Data excerpts:
----------------------------------------

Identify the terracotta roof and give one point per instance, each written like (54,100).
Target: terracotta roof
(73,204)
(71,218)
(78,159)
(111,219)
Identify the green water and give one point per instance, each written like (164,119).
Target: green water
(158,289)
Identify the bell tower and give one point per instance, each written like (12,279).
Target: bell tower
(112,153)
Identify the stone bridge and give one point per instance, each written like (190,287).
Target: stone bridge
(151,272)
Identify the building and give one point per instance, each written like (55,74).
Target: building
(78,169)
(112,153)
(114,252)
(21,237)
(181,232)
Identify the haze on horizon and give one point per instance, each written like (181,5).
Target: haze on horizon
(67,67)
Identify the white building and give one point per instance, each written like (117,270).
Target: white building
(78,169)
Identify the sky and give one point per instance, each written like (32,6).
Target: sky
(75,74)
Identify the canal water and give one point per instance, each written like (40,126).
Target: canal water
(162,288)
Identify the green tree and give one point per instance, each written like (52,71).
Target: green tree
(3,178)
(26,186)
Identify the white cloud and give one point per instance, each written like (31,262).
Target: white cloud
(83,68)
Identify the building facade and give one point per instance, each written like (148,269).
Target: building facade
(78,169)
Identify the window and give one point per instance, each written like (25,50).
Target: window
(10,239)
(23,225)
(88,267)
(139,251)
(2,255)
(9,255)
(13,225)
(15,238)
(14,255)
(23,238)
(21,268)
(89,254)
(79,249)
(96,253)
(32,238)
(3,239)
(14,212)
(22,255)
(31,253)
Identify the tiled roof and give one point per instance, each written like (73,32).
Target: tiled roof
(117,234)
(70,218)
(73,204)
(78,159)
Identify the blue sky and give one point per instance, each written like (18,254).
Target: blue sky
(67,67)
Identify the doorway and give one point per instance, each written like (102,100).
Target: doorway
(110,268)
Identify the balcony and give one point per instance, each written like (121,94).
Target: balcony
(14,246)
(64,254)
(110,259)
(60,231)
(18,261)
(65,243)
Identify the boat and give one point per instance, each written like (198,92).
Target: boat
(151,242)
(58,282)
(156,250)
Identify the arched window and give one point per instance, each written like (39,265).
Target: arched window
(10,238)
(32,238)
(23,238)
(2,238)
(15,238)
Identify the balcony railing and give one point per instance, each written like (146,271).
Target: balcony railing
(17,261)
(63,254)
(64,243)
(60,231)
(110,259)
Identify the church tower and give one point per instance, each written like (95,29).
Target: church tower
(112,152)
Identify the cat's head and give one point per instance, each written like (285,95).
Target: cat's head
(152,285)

----------------------------------------

All of the data above needs to be written out exactly.

◆ **Expected answer**:
Identify the terracotta roof and give one point per instance, each written like (54,100).
Target: terracotta roof
(73,204)
(71,218)
(78,159)
(111,219)
Identify the green water and give one point per instance, each written like (164,119).
Target: green water
(158,289)
Identify the bell tower and give one point per instance, each written like (12,279).
Target: bell tower
(112,153)
Identify the stone bridge and give one point per instance, each written like (190,287).
Target: stone bridge
(151,272)
Identify the building and give one point per instance, each written like (55,74).
Target: building
(78,169)
(112,153)
(114,252)
(21,237)
(181,232)
Identify the haze on horizon and give one point per instance, each written like (181,5).
Target: haze on horizon
(67,67)
Identify the white building and give one point per instance, each written like (117,270).
Target: white building
(78,169)
Identify the sky and give one point per instance, each written like (32,6).
Target: sky
(75,74)
Identify the canal water and give one point per instance, each written like (40,126).
Target: canal water
(162,288)
Identify the green tree and give one point per instance, each written like (52,71).
Target: green tree
(3,178)
(26,186)
Identify the white cloud and give one point per instance, each written like (31,262).
Target: white cloud
(83,68)
Identify the building facade and give one point per instance, each written like (148,269).
Target: building facade
(78,169)
Identify the window and give one point per instance, each written like (25,50).
Target: window
(10,239)
(23,225)
(88,267)
(139,251)
(2,255)
(9,255)
(13,225)
(15,238)
(14,255)
(23,238)
(21,268)
(89,254)
(79,249)
(96,253)
(32,238)
(3,239)
(14,212)
(22,255)
(31,253)
Identify the tiled roof and give one point per instance, each written like (73,32).
Target: tiled roof
(117,234)
(70,218)
(73,204)
(78,159)
Identify the blue sky and give one point per instance, each written like (18,254).
Target: blue sky
(67,67)
Identify the doorway and give one point per instance, each written like (102,100).
Target: doorway
(110,268)
Identify the balcony and give one point per instance, each written like (121,94).
Target: balcony
(14,246)
(64,254)
(110,259)
(60,231)
(18,261)
(65,243)
Identify the boat and give one point per instance, each written like (198,92).
Target: boat
(151,242)
(58,282)
(156,250)
Identify the arched window and give one point per instance, each written like (39,265).
Target: arched window
(10,238)
(32,238)
(23,238)
(2,238)
(15,238)
Identify the balcony railing and give one point per instance, each written like (146,271).
Target: balcony railing
(17,261)
(63,254)
(64,243)
(60,231)
(110,259)
Identify the church tower and give one point per instance, each written like (95,29).
Target: church tower
(112,152)
Identify the cat's head and give one point per instance, each written like (285,95).
Target: cat's head
(152,285)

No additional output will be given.